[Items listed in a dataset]
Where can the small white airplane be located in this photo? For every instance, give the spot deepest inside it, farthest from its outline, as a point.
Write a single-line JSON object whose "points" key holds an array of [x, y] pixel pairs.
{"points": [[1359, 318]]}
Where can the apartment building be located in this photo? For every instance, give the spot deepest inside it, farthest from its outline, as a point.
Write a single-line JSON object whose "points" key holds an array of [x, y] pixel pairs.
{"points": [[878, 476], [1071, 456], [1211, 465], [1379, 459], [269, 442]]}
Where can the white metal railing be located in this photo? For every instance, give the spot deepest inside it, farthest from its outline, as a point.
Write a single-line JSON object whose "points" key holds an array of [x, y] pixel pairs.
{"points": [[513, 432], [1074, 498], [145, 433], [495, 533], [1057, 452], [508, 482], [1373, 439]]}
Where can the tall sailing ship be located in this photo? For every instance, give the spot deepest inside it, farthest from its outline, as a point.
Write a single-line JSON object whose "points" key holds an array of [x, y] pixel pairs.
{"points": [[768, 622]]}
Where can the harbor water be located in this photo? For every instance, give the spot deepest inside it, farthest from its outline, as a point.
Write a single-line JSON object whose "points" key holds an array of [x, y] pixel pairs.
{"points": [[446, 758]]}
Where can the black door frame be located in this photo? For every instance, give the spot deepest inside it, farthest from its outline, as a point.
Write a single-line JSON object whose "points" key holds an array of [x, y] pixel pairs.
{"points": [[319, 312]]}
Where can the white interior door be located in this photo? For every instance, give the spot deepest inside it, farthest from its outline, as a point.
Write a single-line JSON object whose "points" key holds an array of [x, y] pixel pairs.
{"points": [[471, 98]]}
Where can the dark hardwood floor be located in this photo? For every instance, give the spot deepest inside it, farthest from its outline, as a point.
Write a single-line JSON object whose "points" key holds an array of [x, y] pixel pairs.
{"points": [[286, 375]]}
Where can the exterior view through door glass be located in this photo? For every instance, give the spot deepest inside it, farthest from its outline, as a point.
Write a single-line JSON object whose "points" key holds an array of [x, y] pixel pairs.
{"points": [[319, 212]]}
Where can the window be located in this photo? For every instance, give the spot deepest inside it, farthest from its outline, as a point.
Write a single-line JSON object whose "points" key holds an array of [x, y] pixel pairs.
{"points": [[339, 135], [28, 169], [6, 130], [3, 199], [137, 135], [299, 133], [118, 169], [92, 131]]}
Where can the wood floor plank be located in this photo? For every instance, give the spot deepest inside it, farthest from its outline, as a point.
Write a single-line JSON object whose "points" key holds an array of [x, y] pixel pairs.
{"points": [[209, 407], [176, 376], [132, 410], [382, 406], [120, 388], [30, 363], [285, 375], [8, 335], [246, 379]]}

### [HOW TO COMPLETE THIS TASK]
Retype the records above exactly, from their first line through the line that contains "Where can the white metal", and stop there.

### [EXERCISE ANSWER]
Where can the small white airplane be located in this photo? For every instance, give the spot deepest inside it, farthest from its outline, as a point.
Write a single-line JSON object whose "points" key holds an array of [x, y] pixel pairs.
{"points": [[1359, 318]]}
Where can the apartment building be located in this photo? For every instance, give the spot deepest inside it, farthest from its outline, as a point.
Write a single-line JSON object whose "points" key holds an array of [x, y] pixel pairs.
{"points": [[878, 476], [1071, 456], [1211, 465], [1379, 459], [269, 442]]}
Where can the white metal railing be located in this photo? For every instance, give the spot deepest inside it, farthest from its outline, as a point.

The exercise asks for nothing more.